Provided passage start

Third, an address mapping between the layers is needed for common group identification. Address resolution schemes depend on framing details for the technologies in use, but commonly cause a significant address overlap at the lower layer (i.e., more than one IP multicast group address is sent using the same L2 address).

4.2. Multicast for Specific Technologies

4.2.1. 802.11 WLAN

IEEE 802.11 Wireless Local Area Network (WLAN) is a broadcast network of Ethernet type. This inherits multicast address mapping concepts from 802.3. In infrastructure mode, an access point operates as a repeater, only bridging data between the Base (BSS) and the Extended Service Set (ESS). A mobile node submits multicast data to an access point in point-to-point acknowledged unicast mode (when the ToDS bit is set). An access point receiving multicast data from an MN simply repeats multicast frames to the BSS and propagates them to the ESS as unacknowledged broadcast. Multicast frames received from the ESS receive similar treatment.

Multicast frame delivery has the following characteristics:

  • As an unacknowledged service, it offers limited reliability. The loss of frames (and hence packets) arises from interference, collision, or time-varying channel properties.
  • Data distribution may be delayed, as unicast power saving synchronization via Traffic Indication Messages (TIM) does not operate in multicast mode. Access points buffer multicast packets while waiting for a larger Delivery TIM (DTIM) interval, whenever stations use the power saving mode.
  • Multipoint data may cause congestion, because the distribution system floods multicast, without further control. All access points of the same subnet replicate multicast frames.

To limit or prevent the latter, many vendors have implemented a configurable rate limit for forwarding multicast packets. Additionally, an IGMP/MLD snooping or proxy may be active at the bridging layer between the BSS and the ESS or at switches interconnecting access points.

4.2.2. 802.16 WIMAX

IEEE 802.16 Worldwide Interoperability for Microwave Access (WIMAX) combines a family of connection-oriented radio transmission services that can operate in single-hop point-to-multipoint (PMP) or in mesh mode. The latter does not support multipoint transmission and currently has no deployment. PMP operates between Base and Subscriber Stations in distinguished, unidirectional channels. The channel assignment is controlled by the Base Station, which assigns channel IDs (CIDs) within service flows to the Subscriber Stations. Service flows may provide an optional Automatic Repeat Request (ARQ) to improve reliability and may operate in point-to-point or point-to- multipoint (restricted to downlink and without ARQ) mode.

A WIMAX Base Station operates as a full-duplex L2 switch, with switching based on CIDs. Two IPv6 link models for mobile access scenarios exist: A shared IPv6 prefix for IP over Ethernet Circuit Switched (CS) [39] provides Media Access Control (MAC) separation within a shared prefix. A second, point-to-point link model [40] is recommended in the IPv6 Convergence Sublayer [41], which treats each connection to a mobile node as a single link. The point-to-point link model conflicts with a consistent group distribution at the IP layer when using a shared medium (cf. Section 4.1 for MVR as a workaround).

Provided passage end

What you need to do.
1: In the passage on multicast over wireless links, list every cause it gives for the loss of multicast frames.
2: Output the stretch of the passage on multicast over wireless links from "IEEE 802.11 Wireless" through "time-varying channel properties.".
The rows are unrelated to the passage on multicast over wireless links.

Data listing start

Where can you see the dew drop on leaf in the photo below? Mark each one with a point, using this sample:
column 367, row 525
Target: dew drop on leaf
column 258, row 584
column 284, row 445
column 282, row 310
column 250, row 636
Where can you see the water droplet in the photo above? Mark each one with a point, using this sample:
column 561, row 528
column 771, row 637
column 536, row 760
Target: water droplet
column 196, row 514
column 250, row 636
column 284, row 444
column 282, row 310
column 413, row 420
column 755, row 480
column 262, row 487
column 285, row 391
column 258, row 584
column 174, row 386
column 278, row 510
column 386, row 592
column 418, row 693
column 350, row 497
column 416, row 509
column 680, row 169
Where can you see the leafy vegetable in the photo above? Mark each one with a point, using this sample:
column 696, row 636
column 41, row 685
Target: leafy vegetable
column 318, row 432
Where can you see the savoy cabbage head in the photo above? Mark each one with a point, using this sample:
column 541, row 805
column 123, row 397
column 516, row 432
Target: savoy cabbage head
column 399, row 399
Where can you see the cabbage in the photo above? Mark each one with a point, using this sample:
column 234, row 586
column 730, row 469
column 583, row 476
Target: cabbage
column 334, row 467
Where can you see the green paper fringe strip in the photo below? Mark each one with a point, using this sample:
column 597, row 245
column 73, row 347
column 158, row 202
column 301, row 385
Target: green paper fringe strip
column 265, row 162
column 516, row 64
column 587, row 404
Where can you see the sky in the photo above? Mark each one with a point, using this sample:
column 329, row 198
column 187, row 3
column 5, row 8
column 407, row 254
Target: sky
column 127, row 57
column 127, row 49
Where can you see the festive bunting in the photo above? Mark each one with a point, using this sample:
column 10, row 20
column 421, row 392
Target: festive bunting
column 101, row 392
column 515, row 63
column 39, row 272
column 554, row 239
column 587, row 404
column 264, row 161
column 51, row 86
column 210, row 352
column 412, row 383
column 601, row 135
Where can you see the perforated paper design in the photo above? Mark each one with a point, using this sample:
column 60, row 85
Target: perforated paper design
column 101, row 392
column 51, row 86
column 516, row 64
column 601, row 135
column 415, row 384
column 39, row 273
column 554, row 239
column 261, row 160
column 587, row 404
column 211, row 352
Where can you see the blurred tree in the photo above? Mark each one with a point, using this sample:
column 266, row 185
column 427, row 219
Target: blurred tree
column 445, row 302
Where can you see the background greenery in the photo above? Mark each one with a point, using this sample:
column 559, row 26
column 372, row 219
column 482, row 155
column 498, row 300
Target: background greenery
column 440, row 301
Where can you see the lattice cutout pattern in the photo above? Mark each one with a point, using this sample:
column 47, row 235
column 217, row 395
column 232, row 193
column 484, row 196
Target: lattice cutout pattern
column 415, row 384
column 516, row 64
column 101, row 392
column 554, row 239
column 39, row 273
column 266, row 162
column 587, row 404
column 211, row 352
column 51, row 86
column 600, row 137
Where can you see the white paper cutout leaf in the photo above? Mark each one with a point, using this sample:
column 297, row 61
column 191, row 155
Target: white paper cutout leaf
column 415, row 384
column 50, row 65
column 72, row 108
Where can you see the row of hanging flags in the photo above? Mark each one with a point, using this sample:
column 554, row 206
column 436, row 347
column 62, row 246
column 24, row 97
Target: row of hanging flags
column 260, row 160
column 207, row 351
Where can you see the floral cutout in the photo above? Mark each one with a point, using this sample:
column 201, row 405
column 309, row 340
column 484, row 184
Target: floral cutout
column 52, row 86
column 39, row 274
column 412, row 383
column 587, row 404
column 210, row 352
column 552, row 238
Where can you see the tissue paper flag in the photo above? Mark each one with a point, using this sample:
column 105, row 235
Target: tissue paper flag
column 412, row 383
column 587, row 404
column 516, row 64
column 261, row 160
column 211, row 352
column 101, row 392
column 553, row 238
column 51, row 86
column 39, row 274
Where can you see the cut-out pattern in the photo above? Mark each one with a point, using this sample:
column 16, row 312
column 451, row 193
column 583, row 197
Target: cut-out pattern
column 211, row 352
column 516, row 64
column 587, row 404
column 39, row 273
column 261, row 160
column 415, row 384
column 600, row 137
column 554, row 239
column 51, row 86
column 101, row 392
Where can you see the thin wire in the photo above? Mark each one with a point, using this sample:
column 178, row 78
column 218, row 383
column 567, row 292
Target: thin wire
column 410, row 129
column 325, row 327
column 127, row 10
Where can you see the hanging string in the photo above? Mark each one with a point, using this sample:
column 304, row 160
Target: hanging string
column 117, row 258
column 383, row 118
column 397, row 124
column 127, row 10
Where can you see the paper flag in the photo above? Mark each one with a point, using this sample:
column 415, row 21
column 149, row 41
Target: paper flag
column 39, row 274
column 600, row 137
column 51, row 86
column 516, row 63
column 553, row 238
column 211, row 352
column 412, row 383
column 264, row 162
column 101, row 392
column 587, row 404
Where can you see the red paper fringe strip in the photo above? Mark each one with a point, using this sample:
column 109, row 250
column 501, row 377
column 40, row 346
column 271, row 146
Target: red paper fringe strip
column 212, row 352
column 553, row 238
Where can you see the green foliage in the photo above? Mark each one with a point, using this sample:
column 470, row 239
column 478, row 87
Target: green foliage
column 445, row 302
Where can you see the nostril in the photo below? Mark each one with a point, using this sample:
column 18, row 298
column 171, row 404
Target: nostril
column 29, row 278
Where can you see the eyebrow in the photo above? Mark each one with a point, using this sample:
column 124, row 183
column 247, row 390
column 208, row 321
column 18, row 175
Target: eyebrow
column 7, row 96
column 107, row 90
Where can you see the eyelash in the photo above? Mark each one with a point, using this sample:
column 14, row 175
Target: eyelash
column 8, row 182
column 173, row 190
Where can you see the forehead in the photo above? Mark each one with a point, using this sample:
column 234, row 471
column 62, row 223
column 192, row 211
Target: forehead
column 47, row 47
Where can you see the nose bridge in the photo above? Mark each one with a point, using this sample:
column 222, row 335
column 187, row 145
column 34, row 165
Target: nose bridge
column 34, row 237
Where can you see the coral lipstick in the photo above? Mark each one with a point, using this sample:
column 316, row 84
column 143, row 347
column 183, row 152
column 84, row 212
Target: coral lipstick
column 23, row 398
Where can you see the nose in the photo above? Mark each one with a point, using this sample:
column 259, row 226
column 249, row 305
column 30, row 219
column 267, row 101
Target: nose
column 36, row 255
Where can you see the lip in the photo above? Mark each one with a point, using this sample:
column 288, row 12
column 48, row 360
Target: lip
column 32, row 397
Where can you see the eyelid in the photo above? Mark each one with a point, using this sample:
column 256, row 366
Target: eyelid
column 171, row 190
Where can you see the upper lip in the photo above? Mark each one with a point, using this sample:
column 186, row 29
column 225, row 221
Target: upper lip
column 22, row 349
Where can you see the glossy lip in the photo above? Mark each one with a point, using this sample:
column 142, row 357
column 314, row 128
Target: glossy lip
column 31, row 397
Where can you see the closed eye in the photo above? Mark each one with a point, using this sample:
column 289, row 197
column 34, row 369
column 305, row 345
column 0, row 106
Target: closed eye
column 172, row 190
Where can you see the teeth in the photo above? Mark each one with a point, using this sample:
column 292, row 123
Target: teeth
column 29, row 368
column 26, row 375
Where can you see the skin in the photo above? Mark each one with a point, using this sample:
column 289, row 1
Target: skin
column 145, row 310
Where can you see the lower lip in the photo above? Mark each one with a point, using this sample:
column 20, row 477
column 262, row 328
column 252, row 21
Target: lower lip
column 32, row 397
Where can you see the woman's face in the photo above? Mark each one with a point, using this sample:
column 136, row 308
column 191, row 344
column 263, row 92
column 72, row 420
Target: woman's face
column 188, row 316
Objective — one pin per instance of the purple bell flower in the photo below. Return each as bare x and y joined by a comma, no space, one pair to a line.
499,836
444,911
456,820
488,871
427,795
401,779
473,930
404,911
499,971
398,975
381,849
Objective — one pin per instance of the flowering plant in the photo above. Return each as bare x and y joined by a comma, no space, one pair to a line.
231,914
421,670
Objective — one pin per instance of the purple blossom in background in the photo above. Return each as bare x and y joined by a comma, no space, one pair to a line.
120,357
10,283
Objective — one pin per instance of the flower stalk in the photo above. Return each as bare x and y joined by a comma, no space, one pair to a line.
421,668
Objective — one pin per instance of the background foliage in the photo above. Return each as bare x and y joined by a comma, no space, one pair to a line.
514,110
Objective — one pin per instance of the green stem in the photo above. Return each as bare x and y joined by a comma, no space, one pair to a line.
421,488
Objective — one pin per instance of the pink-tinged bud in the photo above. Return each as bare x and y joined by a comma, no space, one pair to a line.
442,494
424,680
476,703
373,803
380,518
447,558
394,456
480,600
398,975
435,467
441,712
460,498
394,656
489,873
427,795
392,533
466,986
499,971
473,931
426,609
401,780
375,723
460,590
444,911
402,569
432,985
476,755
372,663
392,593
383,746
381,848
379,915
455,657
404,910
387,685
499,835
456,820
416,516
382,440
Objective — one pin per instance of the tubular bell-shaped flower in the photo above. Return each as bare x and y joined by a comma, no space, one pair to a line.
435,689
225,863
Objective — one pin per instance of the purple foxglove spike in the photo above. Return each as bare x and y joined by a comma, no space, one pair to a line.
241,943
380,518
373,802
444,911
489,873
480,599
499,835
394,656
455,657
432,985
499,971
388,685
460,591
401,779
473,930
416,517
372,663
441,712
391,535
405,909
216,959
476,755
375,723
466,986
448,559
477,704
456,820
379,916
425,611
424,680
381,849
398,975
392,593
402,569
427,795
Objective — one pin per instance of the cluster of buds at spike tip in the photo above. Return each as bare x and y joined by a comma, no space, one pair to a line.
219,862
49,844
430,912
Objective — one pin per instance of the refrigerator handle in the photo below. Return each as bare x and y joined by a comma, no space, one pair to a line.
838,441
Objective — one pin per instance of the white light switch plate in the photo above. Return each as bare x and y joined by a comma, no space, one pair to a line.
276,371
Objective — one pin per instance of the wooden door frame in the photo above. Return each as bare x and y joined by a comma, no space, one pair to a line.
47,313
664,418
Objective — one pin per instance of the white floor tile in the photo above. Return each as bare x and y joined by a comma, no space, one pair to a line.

Data listing end

Problem solutions.
1: interference, collision, time-varying channel properties

2:
IEEE 802.11 Wireless Local Area Network (WLAN) is a broadcast network of Ethernet type. This inherits multicast address mapping concepts from 802.3. In infrastructure mode, an access point operates as a repeater, only bridging data between the Base (BSS) and the Extended Service Set (ESS). A mobile node submits multicast data to an access point in point-to-point acknowledged unicast mode (when the ToDS bit is set). An access point receiving multicast data from an MN simply repeats multicast frames to the BSS and propagates them to the ESS as unacknowledged broadcast. Multicast frames received from the ESS receive similar treatment.

Multicast frame delivery has the following characteristics:

  • As an unacknowledged service, it offers limited reliability. The loss of frames (and hence packets) arises from interference, collision, or time-varying channel properties.